= Baris yang Ditampilkan =
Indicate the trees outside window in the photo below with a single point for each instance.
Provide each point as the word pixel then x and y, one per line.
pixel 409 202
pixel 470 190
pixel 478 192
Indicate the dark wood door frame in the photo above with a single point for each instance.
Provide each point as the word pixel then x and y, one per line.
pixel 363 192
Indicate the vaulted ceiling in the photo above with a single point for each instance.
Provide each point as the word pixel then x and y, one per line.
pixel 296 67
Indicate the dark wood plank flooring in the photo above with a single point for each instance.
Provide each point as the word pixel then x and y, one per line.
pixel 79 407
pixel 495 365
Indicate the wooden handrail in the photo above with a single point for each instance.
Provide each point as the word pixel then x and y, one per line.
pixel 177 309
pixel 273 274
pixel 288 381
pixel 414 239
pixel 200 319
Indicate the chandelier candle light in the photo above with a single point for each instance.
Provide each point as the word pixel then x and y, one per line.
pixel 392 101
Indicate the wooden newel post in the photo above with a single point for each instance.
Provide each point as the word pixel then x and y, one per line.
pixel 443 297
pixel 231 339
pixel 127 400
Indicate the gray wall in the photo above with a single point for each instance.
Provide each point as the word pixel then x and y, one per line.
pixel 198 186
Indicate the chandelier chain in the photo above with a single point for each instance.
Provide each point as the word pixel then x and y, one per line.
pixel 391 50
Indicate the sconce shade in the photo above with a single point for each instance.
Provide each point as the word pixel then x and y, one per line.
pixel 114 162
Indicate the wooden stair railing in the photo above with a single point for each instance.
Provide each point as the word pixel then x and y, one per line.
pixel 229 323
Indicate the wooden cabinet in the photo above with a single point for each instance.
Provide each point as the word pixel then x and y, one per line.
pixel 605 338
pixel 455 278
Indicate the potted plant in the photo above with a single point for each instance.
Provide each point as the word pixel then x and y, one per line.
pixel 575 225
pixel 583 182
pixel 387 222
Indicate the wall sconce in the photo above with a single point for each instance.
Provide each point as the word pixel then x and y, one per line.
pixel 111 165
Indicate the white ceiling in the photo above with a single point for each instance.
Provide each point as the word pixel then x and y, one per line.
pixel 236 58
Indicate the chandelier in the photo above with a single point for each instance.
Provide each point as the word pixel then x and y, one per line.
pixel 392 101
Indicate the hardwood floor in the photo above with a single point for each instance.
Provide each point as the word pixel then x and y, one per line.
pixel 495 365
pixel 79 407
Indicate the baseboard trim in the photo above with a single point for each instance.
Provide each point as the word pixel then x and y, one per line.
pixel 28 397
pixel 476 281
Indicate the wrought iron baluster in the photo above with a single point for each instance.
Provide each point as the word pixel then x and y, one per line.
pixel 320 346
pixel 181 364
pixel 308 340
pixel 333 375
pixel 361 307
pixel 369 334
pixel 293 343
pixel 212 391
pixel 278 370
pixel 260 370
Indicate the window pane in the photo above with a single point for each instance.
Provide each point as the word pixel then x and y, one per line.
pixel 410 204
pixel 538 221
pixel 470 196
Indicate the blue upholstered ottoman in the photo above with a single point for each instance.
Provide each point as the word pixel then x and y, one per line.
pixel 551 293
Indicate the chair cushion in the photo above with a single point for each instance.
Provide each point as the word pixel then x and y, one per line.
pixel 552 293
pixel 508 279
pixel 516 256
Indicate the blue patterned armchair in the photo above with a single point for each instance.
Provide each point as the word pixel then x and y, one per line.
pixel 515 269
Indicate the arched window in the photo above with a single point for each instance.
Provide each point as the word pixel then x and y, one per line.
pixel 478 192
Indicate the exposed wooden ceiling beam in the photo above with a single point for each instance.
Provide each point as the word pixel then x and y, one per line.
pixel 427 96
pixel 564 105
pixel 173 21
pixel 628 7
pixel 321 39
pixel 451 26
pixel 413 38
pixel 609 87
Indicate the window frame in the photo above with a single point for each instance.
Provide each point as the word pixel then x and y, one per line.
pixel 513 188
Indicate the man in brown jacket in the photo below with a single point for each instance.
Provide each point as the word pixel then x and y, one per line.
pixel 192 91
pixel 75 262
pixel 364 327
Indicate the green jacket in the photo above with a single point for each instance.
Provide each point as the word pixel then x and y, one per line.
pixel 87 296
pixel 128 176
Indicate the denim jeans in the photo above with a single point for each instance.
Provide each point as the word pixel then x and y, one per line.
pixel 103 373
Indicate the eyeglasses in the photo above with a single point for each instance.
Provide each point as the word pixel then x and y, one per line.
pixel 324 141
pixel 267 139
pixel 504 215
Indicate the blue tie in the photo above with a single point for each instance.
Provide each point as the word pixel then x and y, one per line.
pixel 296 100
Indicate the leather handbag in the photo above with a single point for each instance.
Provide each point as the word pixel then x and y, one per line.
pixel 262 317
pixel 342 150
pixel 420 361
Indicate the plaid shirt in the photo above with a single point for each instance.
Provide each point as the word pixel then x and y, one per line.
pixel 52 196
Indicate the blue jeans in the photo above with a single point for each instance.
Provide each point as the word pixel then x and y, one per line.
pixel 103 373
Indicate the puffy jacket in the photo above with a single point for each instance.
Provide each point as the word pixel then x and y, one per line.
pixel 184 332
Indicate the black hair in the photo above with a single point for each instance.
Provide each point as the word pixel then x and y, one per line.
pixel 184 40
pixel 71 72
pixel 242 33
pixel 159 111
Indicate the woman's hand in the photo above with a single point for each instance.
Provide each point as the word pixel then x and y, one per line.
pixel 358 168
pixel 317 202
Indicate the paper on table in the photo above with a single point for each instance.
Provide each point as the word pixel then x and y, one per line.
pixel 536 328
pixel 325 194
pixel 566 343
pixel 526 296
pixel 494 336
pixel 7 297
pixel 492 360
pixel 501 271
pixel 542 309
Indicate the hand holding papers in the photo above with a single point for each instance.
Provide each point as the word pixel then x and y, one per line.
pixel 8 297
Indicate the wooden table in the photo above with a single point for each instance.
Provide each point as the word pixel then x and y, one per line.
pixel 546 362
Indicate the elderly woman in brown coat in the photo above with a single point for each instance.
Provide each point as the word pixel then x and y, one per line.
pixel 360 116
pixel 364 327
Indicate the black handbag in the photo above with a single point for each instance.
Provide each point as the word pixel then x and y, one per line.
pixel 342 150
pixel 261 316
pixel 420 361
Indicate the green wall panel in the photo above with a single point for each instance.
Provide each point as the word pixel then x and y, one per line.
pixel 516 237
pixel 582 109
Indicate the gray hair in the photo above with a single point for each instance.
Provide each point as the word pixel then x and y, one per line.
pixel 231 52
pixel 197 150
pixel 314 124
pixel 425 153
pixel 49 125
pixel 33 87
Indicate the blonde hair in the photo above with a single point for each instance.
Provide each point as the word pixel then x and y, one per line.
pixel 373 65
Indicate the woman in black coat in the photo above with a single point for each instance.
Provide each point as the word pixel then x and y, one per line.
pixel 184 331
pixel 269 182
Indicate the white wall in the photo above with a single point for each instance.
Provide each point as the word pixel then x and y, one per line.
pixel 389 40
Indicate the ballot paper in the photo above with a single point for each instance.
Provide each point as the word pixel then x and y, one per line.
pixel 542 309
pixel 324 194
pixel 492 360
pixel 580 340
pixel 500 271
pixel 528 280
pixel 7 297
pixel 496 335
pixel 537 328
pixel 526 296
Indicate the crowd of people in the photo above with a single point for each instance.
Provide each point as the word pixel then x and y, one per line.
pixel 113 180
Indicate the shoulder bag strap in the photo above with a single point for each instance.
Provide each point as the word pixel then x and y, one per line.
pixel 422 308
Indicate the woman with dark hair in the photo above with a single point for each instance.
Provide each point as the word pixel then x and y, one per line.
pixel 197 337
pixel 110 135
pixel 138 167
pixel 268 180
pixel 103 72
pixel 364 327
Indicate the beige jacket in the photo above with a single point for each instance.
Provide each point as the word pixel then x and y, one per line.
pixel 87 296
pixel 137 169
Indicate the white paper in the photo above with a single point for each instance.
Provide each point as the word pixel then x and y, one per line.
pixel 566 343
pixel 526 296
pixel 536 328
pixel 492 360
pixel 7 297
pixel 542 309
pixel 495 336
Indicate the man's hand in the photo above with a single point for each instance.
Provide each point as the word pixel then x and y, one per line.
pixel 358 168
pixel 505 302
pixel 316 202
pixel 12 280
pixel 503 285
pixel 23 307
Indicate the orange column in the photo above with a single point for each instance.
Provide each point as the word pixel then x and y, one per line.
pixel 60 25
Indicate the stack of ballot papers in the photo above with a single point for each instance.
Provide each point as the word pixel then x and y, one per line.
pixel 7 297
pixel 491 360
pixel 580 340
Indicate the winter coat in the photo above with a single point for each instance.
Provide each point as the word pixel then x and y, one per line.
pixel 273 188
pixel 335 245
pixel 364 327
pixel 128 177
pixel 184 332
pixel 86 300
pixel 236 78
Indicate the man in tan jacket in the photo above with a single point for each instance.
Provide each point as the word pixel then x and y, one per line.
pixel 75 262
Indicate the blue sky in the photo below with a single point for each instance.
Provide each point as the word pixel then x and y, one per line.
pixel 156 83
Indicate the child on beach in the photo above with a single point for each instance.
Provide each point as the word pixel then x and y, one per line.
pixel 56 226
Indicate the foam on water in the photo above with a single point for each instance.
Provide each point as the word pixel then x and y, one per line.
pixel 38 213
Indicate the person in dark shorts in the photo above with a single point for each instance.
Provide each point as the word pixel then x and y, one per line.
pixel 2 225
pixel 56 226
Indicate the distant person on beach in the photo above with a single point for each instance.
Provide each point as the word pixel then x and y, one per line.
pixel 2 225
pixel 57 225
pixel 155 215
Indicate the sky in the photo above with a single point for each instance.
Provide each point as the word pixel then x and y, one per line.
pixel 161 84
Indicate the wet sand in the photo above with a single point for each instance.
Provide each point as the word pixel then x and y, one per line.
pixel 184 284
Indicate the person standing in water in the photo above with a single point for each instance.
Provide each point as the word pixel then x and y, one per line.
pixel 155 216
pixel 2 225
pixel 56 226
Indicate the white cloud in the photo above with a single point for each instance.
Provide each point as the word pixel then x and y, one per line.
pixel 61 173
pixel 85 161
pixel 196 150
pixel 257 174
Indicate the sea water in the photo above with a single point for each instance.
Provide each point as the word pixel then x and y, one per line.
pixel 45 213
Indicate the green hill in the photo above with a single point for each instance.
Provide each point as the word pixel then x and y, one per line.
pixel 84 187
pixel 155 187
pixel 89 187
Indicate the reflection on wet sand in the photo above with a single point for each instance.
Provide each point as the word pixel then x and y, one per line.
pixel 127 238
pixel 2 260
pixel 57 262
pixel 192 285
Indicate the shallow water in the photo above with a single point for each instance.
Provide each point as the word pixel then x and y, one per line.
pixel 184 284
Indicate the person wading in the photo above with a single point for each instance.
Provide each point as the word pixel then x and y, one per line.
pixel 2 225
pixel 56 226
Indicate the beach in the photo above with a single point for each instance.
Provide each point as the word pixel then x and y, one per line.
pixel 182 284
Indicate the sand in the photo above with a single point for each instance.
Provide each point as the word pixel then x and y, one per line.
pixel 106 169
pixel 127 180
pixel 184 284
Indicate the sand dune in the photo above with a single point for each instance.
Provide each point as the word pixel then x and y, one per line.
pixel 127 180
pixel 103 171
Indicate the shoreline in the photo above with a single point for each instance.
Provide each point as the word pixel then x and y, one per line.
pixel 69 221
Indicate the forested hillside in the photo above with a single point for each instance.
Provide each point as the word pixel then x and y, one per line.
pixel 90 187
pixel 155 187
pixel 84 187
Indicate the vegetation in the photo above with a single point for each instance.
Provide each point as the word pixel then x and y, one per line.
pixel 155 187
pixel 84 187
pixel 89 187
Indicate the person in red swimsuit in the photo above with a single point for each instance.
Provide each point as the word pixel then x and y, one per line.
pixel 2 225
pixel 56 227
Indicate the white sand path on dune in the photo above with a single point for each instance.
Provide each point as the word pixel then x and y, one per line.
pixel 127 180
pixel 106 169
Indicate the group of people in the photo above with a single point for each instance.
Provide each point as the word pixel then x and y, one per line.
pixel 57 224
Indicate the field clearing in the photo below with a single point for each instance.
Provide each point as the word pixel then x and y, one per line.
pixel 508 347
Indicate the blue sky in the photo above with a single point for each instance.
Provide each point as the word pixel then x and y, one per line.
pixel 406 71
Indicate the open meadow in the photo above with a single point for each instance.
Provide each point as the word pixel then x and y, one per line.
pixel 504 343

= Tugas yang Diberikan =
Tulis ulang bagian yang dimulai dengan baris berisi "Indicate the beach" dan diakhiri dengan baris berisi "pixel 69 221", dengan mengganti "shoreline" menjadi "coastline". Semua hal lain di dalamnya tetap sama.

= Hasil Akhir =
Indicate the beach in the photo above with a single point for each instance.
Provide each point as the word pixel then x and y, one per line.
pixel 182 284
Indicate the sand in the photo above with a single point for each instance.
Provide each point as the word pixel then x and y, one per line.
pixel 106 169
pixel 127 180
pixel 184 284
Indicate the sand dune in the photo above with a single point for each instance.
Provide each point as the word pixel then x and y, one per line.
pixel 127 180
pixel 103 171
Indicate the coastline in the photo above with a single point for each instance.
Provide each point as the word pixel then x and y, one per line.
pixel 69 221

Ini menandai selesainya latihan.